Instructions to follow: The lines from the one containing "My friend says the tree trunk" through the end of the entries are what to output; reproduce them exactly and add nothing.

----- Data supplied -----

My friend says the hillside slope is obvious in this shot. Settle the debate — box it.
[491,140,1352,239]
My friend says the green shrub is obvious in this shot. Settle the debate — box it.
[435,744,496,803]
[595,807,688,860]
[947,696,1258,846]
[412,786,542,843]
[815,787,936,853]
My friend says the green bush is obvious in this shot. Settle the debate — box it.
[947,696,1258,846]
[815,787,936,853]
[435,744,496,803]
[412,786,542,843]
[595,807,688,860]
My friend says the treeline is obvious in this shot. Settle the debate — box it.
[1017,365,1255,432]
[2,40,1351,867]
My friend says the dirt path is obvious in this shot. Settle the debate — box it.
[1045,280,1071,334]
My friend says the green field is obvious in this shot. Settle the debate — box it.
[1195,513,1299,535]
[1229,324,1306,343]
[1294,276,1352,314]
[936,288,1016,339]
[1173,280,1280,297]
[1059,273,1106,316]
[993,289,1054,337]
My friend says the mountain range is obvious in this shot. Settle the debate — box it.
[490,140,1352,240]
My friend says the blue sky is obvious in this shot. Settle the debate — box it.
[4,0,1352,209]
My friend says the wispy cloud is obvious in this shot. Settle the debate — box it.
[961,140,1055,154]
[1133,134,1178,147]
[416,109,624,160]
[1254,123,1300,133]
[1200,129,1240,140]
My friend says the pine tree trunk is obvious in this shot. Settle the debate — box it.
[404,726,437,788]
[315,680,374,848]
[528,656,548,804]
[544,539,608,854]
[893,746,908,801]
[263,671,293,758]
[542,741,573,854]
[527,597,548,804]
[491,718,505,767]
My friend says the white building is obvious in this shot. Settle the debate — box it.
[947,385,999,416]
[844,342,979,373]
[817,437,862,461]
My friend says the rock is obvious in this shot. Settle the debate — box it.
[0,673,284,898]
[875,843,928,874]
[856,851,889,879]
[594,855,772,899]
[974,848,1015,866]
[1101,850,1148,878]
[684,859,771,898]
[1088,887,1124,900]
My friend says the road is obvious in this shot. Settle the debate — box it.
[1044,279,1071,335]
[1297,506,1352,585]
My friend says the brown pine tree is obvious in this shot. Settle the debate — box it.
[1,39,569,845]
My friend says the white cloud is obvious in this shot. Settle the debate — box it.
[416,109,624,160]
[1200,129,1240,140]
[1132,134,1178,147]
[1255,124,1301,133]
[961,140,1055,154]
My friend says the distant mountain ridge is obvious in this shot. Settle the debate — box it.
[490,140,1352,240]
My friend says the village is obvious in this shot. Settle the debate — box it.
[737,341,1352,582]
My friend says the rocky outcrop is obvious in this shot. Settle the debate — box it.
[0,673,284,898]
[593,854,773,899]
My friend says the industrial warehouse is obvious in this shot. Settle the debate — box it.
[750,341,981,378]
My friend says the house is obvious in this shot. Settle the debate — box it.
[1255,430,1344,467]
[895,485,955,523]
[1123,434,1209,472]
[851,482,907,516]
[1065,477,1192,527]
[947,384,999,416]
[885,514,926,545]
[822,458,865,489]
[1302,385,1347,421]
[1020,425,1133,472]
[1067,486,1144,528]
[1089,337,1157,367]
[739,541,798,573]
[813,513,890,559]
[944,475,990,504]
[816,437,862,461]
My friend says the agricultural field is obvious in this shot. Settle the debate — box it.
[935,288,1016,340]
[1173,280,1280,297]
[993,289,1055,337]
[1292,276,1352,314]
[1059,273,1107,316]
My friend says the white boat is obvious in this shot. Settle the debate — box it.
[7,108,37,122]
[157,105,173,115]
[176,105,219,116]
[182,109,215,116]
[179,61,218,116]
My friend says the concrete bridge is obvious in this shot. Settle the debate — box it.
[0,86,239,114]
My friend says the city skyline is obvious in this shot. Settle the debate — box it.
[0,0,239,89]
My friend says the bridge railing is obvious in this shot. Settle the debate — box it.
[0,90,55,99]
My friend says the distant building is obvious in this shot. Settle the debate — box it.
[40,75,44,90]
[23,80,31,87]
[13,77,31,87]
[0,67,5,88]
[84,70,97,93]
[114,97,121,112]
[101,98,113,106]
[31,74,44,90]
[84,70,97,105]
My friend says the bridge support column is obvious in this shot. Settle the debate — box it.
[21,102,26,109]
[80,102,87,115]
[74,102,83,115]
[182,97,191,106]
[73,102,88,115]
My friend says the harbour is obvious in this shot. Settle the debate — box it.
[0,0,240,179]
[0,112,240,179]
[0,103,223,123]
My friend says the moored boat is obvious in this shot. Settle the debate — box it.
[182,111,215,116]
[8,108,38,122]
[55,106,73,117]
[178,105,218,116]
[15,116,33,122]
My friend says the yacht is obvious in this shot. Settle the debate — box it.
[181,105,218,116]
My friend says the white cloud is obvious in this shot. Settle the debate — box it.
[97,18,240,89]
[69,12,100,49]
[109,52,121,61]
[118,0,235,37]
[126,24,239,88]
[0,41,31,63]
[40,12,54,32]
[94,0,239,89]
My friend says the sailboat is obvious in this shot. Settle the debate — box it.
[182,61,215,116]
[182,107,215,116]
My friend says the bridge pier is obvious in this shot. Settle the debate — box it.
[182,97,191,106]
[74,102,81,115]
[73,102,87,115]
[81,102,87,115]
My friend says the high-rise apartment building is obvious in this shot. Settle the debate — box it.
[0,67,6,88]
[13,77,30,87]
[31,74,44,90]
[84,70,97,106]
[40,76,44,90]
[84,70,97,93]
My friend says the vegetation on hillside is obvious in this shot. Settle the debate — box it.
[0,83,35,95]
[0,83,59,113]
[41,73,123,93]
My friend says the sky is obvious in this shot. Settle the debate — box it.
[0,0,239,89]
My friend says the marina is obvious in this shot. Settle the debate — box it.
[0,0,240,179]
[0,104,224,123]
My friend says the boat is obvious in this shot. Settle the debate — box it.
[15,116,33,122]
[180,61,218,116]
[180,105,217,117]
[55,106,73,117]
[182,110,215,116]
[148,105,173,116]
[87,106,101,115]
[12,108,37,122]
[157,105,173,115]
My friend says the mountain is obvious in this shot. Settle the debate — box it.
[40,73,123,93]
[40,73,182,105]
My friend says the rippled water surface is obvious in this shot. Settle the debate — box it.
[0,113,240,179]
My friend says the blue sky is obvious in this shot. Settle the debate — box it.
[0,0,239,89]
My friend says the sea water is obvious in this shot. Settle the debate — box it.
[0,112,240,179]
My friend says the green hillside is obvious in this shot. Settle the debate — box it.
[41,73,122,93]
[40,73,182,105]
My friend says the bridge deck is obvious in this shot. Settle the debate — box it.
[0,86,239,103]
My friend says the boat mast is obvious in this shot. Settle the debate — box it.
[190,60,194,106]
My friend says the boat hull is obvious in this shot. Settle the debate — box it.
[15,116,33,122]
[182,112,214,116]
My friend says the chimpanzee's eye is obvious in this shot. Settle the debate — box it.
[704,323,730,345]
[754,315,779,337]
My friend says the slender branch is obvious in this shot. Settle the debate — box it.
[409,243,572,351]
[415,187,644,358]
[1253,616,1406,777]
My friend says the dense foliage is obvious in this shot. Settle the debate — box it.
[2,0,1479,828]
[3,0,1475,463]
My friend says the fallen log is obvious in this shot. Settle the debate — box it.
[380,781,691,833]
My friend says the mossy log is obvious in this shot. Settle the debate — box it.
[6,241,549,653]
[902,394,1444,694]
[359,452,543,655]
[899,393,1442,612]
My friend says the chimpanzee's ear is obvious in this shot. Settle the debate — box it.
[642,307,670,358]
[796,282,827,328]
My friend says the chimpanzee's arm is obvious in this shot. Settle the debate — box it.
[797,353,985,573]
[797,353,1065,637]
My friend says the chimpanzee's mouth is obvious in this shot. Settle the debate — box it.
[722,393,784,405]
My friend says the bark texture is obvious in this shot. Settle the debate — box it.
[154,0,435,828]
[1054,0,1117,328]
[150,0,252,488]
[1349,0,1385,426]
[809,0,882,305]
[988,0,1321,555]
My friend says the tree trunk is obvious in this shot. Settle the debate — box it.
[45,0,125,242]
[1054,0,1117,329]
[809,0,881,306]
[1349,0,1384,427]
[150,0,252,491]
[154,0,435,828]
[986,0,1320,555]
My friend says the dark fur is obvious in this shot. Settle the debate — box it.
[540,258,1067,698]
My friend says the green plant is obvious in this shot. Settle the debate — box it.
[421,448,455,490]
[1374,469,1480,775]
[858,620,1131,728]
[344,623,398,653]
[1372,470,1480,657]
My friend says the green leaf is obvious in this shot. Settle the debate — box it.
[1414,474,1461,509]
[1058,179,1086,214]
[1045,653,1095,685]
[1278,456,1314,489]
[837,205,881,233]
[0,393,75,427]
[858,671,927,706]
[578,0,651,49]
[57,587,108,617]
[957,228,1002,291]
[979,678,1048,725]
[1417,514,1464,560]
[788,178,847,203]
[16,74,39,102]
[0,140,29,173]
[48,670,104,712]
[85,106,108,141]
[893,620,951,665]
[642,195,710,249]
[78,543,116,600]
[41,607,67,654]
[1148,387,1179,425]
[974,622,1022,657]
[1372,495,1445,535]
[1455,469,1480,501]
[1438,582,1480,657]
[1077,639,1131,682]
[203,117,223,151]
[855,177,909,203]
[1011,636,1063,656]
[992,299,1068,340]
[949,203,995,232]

-----

Output for this exercise:
My friend says the tree trunk is obvious in this shot. Settle the debate — box it.
[45,0,125,242]
[1054,0,1117,329]
[809,0,881,306]
[1349,0,1384,427]
[150,0,252,491]
[154,0,435,828]
[986,0,1320,555]
My friend says the dark fur is obvious in this shot. Settle the debate — box it.
[540,258,1067,698]
My friend says the green plant is obvious in this shot. Settle the debate — box it.
[421,448,455,490]
[1374,469,1480,775]
[858,620,1131,728]
[344,623,398,653]
[1372,470,1480,657]
My friend says the green leaf is obvious in this shot. Settle the debate — box it.
[1414,474,1461,509]
[1058,179,1086,214]
[1045,653,1095,685]
[1278,456,1314,489]
[837,205,881,233]
[0,393,75,427]
[858,671,927,706]
[578,0,651,49]
[57,587,108,617]
[957,228,1002,291]
[979,678,1048,725]
[1417,514,1464,560]
[788,178,847,203]
[16,74,39,102]
[0,140,29,173]
[48,670,104,712]
[85,106,108,141]
[893,620,951,665]
[642,195,710,249]
[78,543,116,600]
[41,607,67,654]
[1148,387,1179,425]
[974,622,1022,657]
[1372,495,1445,535]
[1455,469,1480,501]
[1438,582,1480,657]
[1077,639,1131,682]
[203,117,223,151]
[855,177,909,203]
[1011,636,1063,656]
[992,299,1068,340]
[949,203,995,232]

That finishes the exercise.